WHAT YOU ARE ASKED TO DO: Can you rewrite the material below with every "Point coordinates" changed to "Locations" and nothing else altered?

>> BEGIN

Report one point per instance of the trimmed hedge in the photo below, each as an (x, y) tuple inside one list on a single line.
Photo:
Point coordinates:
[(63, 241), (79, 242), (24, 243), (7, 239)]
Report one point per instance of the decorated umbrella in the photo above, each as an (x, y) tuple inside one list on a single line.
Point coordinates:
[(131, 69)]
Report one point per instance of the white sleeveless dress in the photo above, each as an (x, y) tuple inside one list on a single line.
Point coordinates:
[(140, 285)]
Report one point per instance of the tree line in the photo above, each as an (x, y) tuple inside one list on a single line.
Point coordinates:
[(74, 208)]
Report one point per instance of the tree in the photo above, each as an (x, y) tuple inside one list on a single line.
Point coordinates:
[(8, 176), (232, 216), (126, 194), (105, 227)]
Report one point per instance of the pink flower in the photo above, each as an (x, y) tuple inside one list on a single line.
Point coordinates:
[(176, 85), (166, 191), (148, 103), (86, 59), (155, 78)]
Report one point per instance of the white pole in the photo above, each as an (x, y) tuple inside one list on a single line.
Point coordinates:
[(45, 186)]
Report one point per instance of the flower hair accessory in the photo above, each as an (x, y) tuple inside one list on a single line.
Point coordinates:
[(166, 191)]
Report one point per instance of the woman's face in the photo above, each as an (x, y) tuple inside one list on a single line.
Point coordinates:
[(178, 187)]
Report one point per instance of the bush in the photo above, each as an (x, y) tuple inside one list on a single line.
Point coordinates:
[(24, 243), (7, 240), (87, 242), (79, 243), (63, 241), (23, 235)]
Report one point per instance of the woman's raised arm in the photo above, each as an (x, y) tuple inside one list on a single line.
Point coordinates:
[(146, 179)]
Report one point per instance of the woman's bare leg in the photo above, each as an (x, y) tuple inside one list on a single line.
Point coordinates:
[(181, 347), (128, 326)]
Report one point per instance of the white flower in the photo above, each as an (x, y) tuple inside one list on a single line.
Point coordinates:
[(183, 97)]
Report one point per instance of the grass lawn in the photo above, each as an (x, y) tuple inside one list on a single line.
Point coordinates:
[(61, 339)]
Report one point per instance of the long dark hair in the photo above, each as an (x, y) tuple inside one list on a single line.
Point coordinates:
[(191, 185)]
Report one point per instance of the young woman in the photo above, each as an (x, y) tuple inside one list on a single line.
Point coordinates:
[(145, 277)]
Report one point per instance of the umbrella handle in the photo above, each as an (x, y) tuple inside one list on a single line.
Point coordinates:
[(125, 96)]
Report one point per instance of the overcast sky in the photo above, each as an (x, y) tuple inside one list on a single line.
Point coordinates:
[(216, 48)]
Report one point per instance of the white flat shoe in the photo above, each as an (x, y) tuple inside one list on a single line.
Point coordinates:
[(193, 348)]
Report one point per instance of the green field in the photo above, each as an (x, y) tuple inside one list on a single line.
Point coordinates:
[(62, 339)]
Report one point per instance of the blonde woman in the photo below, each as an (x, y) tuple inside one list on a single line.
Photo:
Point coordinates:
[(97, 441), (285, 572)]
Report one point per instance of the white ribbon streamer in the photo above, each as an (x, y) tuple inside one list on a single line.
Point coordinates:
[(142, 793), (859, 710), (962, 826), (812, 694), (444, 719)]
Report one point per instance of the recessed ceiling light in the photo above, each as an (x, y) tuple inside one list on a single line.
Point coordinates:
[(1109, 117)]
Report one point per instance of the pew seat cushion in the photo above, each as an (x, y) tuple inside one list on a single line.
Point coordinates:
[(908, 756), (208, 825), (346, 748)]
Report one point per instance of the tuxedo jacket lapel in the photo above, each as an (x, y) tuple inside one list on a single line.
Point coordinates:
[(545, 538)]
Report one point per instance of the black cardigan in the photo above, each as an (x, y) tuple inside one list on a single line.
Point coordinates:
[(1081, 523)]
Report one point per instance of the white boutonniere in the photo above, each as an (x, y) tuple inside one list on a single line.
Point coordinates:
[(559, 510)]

>> END

ANSWER:
Report one point per instance of the trimmed hedge in the photo below, each as an (x, y) tuple inside one list on a single line.
Photo:
Locations:
[(63, 241), (79, 242), (24, 243), (7, 239)]
Report one point per instance of the decorated umbrella in the photo above, each as an (x, y) tuple inside one list on a single line.
Locations:
[(131, 69)]
Report one point per instance of the white sleeveless dress in the photo above, each as an (x, y) tuple inside one list on a single line.
Locations:
[(140, 285)]
Report one point per instance of the tree line in the photo above, each as an (x, y) tuple inside one list on a single line.
Locations:
[(74, 208)]
Report one point per instance of the tree in the photo above, each as an (x, y) tuple inside one list on a single line.
Locations:
[(8, 176), (232, 216), (126, 194), (105, 227)]
Report one point per instance of the pink flower in the photo above, each as an (x, y) tuple inside one list on a single line.
Locations:
[(176, 85), (166, 191), (148, 103), (86, 59), (155, 78)]
Report one point per instance of the white pole in the photo above, each as an (x, y) tuple inside one list on a single line.
Locations:
[(45, 186)]
Report one point per instance of the flower hair accessory in the photo above, each as an (x, y) tuple inside one list on a single line.
Locations:
[(166, 191)]
Report one point per instance of the woman's face in the photo above, each as an (x, y) tuple inside one list on a single line.
Locations:
[(178, 187)]
Report one point per instance of the bush in the photo above, each as an (x, y) tuple inside one list on a single line.
Locations:
[(24, 243), (7, 240), (87, 242), (79, 243), (63, 241), (23, 235)]
Report one point per instance of the woman's raised arm in the photo above, each as an (x, y) tuple inside one list on a single line.
Locations:
[(146, 179)]
Report one point per instance of the woman's bare leg in the photo above, each as an (x, y) tuple inside one list on a single line.
Locations:
[(181, 347), (128, 326)]
Report one point per instance of the white flower in the photo above, each as an (x, y) tuple inside one list on a single line.
Locations:
[(183, 97)]
Report one point per instance of the grass lawn in the photo above, each as an (x, y) tuple inside one list on a single line.
Locations:
[(61, 339)]
Report one point per instance of the long dark hair in the photo above, each as an (x, y) tuple inside one list on a single line.
Locations:
[(191, 185)]
Report one point per instance of the young woman in the photo above, each as an (x, y) tuple inside one list on a single line.
Locations:
[(145, 277)]
Report one point per instance of the umbrella handle in the photo above, each as an (x, y) tuple inside one list on a single line.
Locations:
[(125, 96)]
Report one point per instance of the overcast sky in the photo above, each as an (x, y) tuple inside one list on a single line.
Locations:
[(216, 48)]
Report one point per instance of the white flat shoe in the photo above, each as an (x, y) tuple inside one list on a single line.
Locations:
[(193, 348)]
Report one point per instance of the green field in the photo above, each as an (x, y) tuple inside one list on a single line.
Locations:
[(62, 339)]
Report one point per instance of the blonde woman in the photo below, each as an (x, y) tuple inside one list on a single line.
Photo:
Locations:
[(97, 441), (285, 572)]
Report one point per instance of the white ribbon streamer in the photo above, each as an (x, y) tuple inside one list on a single line.
Locations:
[(142, 793), (859, 710), (962, 826), (812, 694), (444, 719)]
Report one point per instance of the recessed ceiling light in the photo above, each as an (x, y) tuple inside one list on a single line.
Locations:
[(1109, 117)]
Report one point per instance of the pew seat cushion in the photo above, each as an (x, y) tuple inside one list on a single line.
Locations:
[(908, 756), (208, 825), (346, 748)]
Report one point per instance of the tuxedo jacket lapel in the photo above, each as an (x, y) tuple inside one list on a single line.
Locations:
[(545, 538)]
Report one point per instance of the black cardigan in the photo above, each as an (x, y) tuple inside one list on a single line.
Locations:
[(1081, 523)]
Report one point per instance of the white boutonniere in the photo above, each as an (x, y) tuple inside one list on a single line.
Locations:
[(559, 510)]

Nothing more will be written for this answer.